_WHAT IS NEEDED_: Copy out the full text on the chair step word for word, without any changes.

_EXTRACTED TEXT_:

The chair step is a type of high step used by marching bands. This step is named because of the resemblance of the leg in action to a leg's position when sitting in a chair. It is primarily used by bands that brand themselves as traditional-style bands.

The chair step is very visual and emphasizes leg movement with a slight pause in each step, during which the thigh of the action leg may raise to as high as parallel to the ground, with the lower part of the leg and foot remaining perpendicular to the ground. As with the ankle knee step, the toe is the last part of the foot to leave the ground and the first to reconnect.

The move is common among bands in schools affiliated with the Big Ten Conference, as well as bands who are influenced by them, primarily in the Midwestern United States.

==Variations==
Some bands will bend the leg at the knee at a 90-degree angle during game performances, and a 45-degree angle during parades. Others will use a combination of the two.

Another element of chair step highlighted by many bands is a horn flip, or swagger, that is executed during the march.

(Stored records)

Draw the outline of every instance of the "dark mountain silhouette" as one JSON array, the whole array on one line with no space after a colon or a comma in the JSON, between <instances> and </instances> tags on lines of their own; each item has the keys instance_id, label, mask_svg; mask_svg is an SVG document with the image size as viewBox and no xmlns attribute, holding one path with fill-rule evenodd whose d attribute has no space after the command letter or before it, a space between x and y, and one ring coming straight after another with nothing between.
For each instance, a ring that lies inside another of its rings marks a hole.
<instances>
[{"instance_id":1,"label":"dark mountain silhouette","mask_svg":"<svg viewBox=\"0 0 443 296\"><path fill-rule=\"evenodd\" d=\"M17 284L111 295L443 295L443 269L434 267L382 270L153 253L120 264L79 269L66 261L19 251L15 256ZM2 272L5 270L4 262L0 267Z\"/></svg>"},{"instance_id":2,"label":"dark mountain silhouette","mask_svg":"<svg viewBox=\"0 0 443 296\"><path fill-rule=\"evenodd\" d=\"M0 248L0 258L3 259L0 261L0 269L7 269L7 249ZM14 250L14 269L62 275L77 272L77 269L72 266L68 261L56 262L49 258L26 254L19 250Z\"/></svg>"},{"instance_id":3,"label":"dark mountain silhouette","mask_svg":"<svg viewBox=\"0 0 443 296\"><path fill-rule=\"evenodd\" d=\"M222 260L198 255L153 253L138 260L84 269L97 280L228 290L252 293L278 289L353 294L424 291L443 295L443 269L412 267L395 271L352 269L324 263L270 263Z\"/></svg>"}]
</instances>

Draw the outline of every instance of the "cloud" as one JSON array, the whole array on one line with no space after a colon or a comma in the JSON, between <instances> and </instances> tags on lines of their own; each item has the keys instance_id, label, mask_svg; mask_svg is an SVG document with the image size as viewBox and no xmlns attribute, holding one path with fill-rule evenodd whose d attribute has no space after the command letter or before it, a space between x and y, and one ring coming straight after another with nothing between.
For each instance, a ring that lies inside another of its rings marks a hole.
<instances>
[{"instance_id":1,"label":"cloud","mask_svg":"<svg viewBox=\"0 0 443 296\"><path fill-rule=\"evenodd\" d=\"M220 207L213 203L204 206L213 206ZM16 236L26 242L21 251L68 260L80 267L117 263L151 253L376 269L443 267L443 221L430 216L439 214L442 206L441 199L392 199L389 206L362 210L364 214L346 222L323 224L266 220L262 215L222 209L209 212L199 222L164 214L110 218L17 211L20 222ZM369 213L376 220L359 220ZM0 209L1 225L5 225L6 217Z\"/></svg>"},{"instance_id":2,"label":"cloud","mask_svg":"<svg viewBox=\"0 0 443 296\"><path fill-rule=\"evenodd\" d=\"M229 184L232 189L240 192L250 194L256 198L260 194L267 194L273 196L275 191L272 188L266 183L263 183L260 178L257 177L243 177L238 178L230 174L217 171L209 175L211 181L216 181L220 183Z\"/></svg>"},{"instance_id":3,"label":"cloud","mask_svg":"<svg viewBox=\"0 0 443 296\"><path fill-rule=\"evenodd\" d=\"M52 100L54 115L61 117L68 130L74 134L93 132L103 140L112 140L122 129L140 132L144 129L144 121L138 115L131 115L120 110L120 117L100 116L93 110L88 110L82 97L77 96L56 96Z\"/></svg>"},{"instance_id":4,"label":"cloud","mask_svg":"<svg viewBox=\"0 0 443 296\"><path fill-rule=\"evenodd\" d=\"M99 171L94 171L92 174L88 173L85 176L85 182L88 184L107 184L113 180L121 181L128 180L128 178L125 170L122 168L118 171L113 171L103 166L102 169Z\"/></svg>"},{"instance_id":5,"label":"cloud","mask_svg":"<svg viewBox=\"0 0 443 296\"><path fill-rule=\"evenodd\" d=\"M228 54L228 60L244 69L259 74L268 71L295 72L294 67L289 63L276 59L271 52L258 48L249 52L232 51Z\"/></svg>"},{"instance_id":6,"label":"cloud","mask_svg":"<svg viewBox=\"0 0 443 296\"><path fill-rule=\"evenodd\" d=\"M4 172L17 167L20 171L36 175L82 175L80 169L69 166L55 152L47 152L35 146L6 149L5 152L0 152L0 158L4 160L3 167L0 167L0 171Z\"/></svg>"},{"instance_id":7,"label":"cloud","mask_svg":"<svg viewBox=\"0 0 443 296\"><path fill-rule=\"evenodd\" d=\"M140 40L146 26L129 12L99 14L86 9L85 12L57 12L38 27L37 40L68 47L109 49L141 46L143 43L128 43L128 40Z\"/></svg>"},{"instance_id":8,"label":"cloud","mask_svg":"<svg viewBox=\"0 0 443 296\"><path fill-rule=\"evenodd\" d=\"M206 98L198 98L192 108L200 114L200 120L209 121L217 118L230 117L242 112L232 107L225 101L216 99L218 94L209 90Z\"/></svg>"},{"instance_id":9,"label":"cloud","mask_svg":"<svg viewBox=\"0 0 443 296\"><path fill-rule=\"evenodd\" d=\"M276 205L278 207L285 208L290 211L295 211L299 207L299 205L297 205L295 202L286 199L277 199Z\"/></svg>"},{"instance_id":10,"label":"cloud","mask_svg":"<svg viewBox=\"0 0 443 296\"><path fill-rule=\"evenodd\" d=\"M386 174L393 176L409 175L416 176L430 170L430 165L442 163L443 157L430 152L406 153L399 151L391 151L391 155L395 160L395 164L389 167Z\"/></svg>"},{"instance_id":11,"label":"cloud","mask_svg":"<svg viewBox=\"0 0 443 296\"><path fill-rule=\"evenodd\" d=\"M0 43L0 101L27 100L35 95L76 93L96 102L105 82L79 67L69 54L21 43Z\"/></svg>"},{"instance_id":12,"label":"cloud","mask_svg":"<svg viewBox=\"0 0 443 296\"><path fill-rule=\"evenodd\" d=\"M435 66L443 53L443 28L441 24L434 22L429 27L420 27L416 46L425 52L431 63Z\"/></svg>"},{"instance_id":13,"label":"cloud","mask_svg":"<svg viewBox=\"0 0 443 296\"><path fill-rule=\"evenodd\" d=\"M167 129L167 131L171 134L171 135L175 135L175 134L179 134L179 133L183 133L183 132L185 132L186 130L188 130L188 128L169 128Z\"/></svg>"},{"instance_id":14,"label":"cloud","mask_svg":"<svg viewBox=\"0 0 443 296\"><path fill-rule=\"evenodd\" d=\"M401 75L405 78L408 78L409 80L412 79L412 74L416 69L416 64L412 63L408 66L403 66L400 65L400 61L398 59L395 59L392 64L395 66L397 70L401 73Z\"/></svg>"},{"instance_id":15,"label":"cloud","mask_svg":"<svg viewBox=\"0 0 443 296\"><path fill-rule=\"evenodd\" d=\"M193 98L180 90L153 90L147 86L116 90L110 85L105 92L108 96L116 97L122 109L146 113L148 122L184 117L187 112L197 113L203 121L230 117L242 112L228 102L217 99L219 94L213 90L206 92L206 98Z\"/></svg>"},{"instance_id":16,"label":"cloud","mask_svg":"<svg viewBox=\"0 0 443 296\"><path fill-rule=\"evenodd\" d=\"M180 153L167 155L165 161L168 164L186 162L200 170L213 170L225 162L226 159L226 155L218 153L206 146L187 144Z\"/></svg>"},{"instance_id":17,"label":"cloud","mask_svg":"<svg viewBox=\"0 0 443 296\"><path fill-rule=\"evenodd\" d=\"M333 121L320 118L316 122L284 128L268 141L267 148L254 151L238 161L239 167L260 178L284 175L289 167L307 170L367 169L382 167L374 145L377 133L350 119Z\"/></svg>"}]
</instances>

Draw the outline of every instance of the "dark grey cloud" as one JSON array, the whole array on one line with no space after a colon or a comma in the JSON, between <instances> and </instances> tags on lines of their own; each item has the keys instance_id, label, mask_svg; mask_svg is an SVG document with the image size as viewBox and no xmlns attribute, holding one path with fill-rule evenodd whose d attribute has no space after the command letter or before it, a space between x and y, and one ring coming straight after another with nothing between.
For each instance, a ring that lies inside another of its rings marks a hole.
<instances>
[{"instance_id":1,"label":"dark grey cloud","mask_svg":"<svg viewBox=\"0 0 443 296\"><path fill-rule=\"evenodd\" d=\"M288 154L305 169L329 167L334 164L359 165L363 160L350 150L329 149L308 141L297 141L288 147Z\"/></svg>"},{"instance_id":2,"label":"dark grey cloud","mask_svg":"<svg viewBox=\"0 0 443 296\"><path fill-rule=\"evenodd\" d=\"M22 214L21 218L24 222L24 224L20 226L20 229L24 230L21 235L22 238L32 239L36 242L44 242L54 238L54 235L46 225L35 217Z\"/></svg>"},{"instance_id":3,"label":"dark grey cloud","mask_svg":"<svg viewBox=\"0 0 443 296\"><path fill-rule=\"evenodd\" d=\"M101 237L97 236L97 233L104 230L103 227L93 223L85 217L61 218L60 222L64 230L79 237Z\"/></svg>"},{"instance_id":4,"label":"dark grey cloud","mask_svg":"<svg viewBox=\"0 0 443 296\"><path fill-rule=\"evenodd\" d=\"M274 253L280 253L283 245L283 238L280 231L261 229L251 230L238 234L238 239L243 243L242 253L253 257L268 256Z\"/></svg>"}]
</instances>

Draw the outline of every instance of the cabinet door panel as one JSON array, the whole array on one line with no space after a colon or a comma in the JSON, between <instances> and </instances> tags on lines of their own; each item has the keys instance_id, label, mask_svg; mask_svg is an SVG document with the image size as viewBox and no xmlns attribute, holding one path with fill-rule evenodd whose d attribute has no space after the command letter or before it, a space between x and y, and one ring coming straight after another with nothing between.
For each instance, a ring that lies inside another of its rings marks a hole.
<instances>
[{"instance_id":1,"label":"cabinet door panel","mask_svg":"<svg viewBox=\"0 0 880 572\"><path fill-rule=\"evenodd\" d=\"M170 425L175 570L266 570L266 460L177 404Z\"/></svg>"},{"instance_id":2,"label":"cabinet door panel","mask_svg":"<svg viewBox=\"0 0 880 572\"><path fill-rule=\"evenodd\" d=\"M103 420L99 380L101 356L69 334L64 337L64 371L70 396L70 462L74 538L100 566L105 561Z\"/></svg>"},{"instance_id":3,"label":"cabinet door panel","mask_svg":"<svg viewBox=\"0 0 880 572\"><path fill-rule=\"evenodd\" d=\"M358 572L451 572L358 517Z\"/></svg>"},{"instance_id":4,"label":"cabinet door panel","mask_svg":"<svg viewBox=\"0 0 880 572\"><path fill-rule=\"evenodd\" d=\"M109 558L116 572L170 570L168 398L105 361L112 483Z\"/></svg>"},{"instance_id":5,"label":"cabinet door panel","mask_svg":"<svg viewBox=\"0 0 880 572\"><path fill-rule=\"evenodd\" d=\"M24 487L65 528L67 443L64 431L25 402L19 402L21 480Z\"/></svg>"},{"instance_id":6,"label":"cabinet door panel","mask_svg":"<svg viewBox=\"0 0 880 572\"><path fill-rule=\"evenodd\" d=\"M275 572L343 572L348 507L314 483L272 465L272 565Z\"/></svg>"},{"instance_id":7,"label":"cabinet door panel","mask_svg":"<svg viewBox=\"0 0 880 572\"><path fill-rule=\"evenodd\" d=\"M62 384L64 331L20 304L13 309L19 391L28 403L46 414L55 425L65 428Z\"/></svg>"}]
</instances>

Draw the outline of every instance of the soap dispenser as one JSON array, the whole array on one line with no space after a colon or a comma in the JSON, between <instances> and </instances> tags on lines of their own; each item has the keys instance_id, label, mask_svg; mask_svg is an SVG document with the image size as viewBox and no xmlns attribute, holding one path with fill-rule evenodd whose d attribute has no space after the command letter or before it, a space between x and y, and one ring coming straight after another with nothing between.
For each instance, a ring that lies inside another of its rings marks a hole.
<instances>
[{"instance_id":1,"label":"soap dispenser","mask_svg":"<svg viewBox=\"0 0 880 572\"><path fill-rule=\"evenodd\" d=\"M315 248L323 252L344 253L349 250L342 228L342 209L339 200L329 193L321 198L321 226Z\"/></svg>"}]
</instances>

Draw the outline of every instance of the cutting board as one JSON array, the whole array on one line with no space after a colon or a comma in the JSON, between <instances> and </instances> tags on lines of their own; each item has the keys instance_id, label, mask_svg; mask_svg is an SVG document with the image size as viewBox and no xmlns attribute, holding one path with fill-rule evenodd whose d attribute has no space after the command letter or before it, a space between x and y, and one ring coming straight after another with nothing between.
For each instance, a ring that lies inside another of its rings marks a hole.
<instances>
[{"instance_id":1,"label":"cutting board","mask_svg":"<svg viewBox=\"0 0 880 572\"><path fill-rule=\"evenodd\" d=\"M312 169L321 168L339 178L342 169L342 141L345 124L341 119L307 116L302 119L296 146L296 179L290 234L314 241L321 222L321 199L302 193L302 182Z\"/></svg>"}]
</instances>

_SOLUTION TO THIS EXERCISE_:
The chair step is a type of high step used by marching bands. This step is named because of the resemblance of the leg in action to a leg's position when sitting in a chair. It is primarily used by bands that brand themselves as traditional-style bands.

The chair step is very visual and emphasizes leg movement with a slight pause in each step, during which the thigh of the action leg may raise to as high as parallel to the ground, with the lower part of the leg and foot remaining perpendicular to the ground. As with the ankle knee step, the toe is the last part of the foot to leave the ground and the first to reconnect.

The move is common among bands in schools affiliated with the Big Ten Conference, as well as bands who are influenced by them, primarily in the Midwestern United States.

==Variations==
Some bands will bend the leg at the knee at a 90-degree angle during game performances, and a 45-degree angle during parades. Others will use a combination of the two.

Another element of chair step highlighted by many bands is a horn flip, or swagger, that is executed during the march.